● Задача:
Перепишите строки списка, начиная со строки с «scallop shell in the still above.» и заканчивая строкой с «0,201,140,240» включительно, не пропуская запросов. Все координаты в ответах сдвиньте, прибавив к каждой 53.

● Записи, взятые из собрания:

※

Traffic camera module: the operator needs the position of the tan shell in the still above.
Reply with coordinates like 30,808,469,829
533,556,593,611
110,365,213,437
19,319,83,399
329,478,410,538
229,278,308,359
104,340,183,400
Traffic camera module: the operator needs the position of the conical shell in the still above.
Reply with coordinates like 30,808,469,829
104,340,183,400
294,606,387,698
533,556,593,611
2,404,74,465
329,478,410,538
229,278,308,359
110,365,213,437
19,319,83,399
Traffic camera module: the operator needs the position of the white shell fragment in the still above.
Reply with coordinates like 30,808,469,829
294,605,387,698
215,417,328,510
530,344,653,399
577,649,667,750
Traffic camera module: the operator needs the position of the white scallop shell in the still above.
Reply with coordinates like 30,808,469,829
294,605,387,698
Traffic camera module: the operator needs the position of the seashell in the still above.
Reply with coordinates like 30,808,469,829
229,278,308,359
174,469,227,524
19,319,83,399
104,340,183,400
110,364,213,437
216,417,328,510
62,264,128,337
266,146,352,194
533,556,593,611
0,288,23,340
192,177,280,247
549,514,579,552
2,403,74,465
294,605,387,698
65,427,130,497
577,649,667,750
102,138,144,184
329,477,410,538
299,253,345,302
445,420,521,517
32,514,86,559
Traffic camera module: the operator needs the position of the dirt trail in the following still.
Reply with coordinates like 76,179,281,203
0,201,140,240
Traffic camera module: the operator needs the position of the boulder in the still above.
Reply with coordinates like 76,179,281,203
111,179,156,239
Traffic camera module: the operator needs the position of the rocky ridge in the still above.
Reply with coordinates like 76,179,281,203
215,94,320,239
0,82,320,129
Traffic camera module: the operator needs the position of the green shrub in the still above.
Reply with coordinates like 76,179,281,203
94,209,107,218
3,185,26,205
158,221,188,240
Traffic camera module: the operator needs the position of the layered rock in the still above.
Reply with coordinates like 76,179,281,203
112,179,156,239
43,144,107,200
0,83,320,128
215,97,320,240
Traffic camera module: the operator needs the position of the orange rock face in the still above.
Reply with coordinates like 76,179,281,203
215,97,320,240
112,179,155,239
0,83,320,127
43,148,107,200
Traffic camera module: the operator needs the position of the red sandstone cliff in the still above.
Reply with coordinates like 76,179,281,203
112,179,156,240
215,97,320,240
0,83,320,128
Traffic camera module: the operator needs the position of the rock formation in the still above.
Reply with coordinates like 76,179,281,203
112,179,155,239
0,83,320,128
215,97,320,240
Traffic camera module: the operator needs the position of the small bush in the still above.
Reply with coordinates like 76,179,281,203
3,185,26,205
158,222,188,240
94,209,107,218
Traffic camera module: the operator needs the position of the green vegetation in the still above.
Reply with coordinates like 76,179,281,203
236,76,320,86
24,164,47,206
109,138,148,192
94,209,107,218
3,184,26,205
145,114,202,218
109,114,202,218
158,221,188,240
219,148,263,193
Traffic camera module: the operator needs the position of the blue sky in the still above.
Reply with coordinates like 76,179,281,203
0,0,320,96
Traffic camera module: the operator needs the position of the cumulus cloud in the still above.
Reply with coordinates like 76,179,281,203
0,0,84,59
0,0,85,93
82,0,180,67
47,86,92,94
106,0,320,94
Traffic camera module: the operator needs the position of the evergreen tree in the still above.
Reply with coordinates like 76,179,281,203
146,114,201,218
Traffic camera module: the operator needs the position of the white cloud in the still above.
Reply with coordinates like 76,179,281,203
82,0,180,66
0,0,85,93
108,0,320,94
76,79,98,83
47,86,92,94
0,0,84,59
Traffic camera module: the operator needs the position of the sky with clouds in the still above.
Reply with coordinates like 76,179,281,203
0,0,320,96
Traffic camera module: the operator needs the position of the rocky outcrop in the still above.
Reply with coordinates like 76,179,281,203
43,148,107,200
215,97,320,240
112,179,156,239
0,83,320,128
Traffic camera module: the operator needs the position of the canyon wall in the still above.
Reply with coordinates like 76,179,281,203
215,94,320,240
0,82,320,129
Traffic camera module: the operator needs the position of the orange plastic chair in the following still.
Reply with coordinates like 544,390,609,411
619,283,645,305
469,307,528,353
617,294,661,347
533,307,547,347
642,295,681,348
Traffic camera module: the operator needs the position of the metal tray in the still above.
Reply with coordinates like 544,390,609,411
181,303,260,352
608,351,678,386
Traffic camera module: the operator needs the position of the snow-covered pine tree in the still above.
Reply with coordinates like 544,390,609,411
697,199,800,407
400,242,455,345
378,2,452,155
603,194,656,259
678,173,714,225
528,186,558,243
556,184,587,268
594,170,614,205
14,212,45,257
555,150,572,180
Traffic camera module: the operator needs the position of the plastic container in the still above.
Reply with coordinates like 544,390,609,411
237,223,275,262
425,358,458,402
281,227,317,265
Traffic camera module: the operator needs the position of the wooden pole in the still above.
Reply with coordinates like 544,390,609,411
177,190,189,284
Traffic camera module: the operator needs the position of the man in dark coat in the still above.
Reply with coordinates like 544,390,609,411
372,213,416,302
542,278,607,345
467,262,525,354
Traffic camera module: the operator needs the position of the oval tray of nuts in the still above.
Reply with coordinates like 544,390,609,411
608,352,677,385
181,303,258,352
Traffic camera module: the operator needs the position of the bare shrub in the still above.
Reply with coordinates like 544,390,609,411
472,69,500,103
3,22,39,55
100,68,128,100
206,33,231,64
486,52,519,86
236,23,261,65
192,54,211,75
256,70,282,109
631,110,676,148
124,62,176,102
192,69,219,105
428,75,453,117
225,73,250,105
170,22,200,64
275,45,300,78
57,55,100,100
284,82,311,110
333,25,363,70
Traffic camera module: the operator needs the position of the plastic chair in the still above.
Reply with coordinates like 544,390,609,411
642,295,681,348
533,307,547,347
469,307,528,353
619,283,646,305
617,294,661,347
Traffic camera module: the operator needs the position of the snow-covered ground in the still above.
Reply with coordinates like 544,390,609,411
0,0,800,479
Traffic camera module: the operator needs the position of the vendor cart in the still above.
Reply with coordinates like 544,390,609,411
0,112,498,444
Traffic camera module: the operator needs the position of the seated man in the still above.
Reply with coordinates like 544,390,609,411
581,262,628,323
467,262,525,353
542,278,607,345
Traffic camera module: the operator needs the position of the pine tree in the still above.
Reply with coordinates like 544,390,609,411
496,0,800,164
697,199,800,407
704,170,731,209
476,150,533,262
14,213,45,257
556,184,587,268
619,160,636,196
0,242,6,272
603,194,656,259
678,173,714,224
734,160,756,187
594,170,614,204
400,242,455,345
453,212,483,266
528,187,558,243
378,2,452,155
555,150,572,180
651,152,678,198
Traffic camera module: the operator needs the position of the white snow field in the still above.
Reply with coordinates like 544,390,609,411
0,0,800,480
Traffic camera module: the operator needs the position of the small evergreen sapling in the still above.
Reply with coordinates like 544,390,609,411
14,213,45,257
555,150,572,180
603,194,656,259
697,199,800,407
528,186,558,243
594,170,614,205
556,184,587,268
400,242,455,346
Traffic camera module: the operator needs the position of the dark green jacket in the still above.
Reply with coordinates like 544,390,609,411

※

● Ответ:
Traffic camera module: the operator needs the position of the white scallop shell in the still above.
Reply with coordinates like 30,808,469,829
347,658,440,751
Traffic camera module: the operator needs the position of the seashell in the still above.
Reply with coordinates like 30,808,469,829
282,331,361,412
227,522,280,577
72,372,136,452
157,393,236,453
163,417,266,490
269,470,381,563
115,317,181,390
319,199,405,247
586,609,646,664
53,341,76,393
245,230,333,300
602,567,632,605
55,456,127,518
347,658,440,751
118,480,183,550
630,702,720,803
155,191,197,237
382,530,463,591
352,306,398,355
498,473,574,570
85,567,139,612
Traffic camera module: the operator needs the position of the dirt trail in the following still.
Reply with coordinates like 76,179,281,203
53,254,193,293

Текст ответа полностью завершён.